Work item
Return the records in full, with every character preserved.

Study material
[Start of section]

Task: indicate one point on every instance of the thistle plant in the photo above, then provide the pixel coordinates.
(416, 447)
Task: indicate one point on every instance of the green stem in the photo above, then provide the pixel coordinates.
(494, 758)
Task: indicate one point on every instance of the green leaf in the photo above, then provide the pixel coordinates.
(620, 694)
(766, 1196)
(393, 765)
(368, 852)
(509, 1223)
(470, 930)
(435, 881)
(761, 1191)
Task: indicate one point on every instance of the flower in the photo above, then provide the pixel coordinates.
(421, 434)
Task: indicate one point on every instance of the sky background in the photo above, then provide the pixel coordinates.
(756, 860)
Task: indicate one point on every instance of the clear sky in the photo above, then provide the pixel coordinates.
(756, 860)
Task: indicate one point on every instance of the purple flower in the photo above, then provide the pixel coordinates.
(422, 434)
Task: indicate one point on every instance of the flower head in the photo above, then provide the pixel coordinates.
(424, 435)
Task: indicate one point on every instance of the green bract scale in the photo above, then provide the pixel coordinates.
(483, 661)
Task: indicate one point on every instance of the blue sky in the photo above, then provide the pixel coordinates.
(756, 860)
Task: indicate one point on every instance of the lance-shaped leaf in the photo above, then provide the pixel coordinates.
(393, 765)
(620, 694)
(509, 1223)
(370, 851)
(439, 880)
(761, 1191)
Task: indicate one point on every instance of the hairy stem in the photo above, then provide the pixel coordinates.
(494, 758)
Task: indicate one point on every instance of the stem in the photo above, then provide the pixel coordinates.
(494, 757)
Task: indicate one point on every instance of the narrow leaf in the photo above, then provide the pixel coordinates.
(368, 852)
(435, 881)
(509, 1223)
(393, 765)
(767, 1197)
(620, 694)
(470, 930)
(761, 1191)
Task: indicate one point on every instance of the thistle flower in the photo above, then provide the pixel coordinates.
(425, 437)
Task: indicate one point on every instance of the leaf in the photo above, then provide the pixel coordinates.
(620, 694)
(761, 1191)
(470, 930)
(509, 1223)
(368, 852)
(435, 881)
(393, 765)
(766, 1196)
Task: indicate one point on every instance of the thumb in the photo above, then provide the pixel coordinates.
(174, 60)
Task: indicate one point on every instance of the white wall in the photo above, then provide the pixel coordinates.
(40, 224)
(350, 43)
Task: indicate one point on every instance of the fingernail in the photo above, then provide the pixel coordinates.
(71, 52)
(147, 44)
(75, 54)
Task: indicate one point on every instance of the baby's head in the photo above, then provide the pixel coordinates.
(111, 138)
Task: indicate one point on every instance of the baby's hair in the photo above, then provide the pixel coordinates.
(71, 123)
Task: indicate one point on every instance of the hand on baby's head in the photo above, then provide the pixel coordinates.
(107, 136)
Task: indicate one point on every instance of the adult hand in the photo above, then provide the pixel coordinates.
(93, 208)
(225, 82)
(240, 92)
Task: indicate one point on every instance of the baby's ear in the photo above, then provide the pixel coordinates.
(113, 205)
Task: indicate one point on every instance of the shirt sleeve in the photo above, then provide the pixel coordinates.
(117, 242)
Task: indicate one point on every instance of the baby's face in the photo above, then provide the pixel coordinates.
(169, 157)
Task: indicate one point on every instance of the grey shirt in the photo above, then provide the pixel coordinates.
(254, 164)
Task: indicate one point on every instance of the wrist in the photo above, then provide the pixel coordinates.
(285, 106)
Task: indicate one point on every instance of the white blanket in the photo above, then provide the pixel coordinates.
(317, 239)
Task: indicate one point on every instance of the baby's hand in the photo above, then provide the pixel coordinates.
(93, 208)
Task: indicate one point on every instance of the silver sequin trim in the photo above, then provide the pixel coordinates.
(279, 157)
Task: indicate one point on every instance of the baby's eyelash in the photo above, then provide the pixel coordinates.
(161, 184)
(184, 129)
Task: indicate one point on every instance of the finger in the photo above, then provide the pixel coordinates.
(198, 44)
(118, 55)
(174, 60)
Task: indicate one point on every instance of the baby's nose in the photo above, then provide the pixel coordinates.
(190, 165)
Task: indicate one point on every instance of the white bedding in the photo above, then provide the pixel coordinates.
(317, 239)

[End of section]

Answer section
Task: indicate one point on every instance of the thistle plant in the photo above, then provide the pixel coordinates.
(416, 447)
Task: indicate one point on every instance of the green stem in the photo above, then provide the pixel coordinates.
(494, 758)
Task: indicate one point on every instance of the green leaf in the photo above, then provide the pixel coordinates.
(620, 694)
(766, 1196)
(393, 765)
(368, 852)
(509, 1223)
(470, 930)
(435, 881)
(761, 1191)
Task: indicate one point on every instance of the flower in the photo above, then provide the pixel coordinates.
(421, 434)
Task: indicate one point on every instance of the sky background in the photo above, then provide the pixel coordinates.
(756, 860)
Task: indicate one point on every instance of the clear sky in the photo above, then provide the pixel coordinates.
(756, 860)
Task: indicate one point on every instance of the purple flower in the photo above, then provide the pixel coordinates.
(422, 434)
Task: indicate one point on every instance of the flower head in the photo above, then provide the pixel coordinates.
(424, 435)
Task: indicate one point on every instance of the green bract scale in the photo above, then provide the pixel coordinates.
(483, 661)
Task: indicate one point on every instance of the blue sky in the photo above, then provide the pixel coordinates.
(756, 860)
Task: indicate one point on every instance of the lance-shaped leaf in the photo above, then provide the pixel coordinates.
(393, 765)
(620, 694)
(509, 1223)
(370, 851)
(439, 880)
(761, 1191)
Task: indicate one point on every instance of the hairy stem in the photo above, then provide the pixel coordinates.
(494, 758)
Task: indicate one point on every instance of the stem in the photo above, then provide the pixel coordinates.
(494, 757)
Task: indicate one point on every instance of the narrow leaf in the photo above, then provide the pixel coordinates.
(368, 852)
(435, 881)
(509, 1223)
(393, 765)
(767, 1197)
(620, 694)
(470, 930)
(761, 1191)
Task: indicate one point on every instance of the thistle flower in the photo above, then provide the pixel coordinates.
(425, 437)
Task: indicate one point on every instance of the leaf in the photo above, then provide the pixel coordinates.
(620, 694)
(761, 1191)
(470, 930)
(509, 1223)
(368, 852)
(435, 881)
(393, 765)
(766, 1196)
Task: indicate one point on every instance of the thumb in the photo above, then provide the pixel coordinates.
(174, 60)
Task: indicate one point on every instance of the white wall in the photo above, then provide the pixel coordinates.
(40, 224)
(350, 43)
Task: indicate one point on every instance of the fingernail in the photo above, then provide the pixel coordinates.
(71, 52)
(147, 44)
(75, 54)
Task: indicate one point on every instance of the baby's head in the photo above, then provide the pixel coordinates.
(111, 138)
Task: indicate one point on every instance of the baby's hair in the photo above, then provide the pixel coordinates.
(71, 123)
Task: indicate one point on every instance of the hand on baby's head in the photo above, then provide the pixel coordinates.
(107, 136)
Task: indicate one point on every instance of the adult hand in the photo above, then provide the pixel coordinates.
(93, 208)
(225, 82)
(240, 92)
Task: indicate one point on every instance of the baby's ear in the photo above, then provide the pixel coordinates.
(113, 205)
Task: indicate one point on every instance of the shirt sleeve in the photo above, then provide the pixel coordinates.
(117, 242)
Task: indicate one point on every instance of the baby's face in the photo above, then provide the pixel coordinates.
(169, 157)
Task: indicate one point on every instance of the grey shirt in the photo above, then provide the pixel coordinates.
(254, 164)
Task: indicate one point on every instance of the wrist in the photo above, then provide the pixel coordinates.
(285, 106)
Task: indicate one point on every instance of the white blanket in the photo above, then provide the pixel coordinates.
(317, 239)
Task: indicate one point on every instance of the baby's hand in the photo above, then provide the pixel coordinates.
(93, 208)
Task: indicate one point on every instance of the silver sequin trim in the photo above, then provide the pixel coordinates.
(279, 157)
Task: indicate one point on every instance of the baby's eyelash in the photo above, then provide the pixel coordinates.
(161, 184)
(184, 129)
Task: indicate one point on every instance of the finger in the photo above, then provide the pixel coordinates.
(198, 44)
(118, 55)
(174, 60)
Task: indicate one point on every instance of the baby's nose in the photo above, then provide the pixel coordinates.
(190, 165)
Task: indicate one point on every instance of the white bedding in the photo above, then provide the pixel coordinates.
(317, 239)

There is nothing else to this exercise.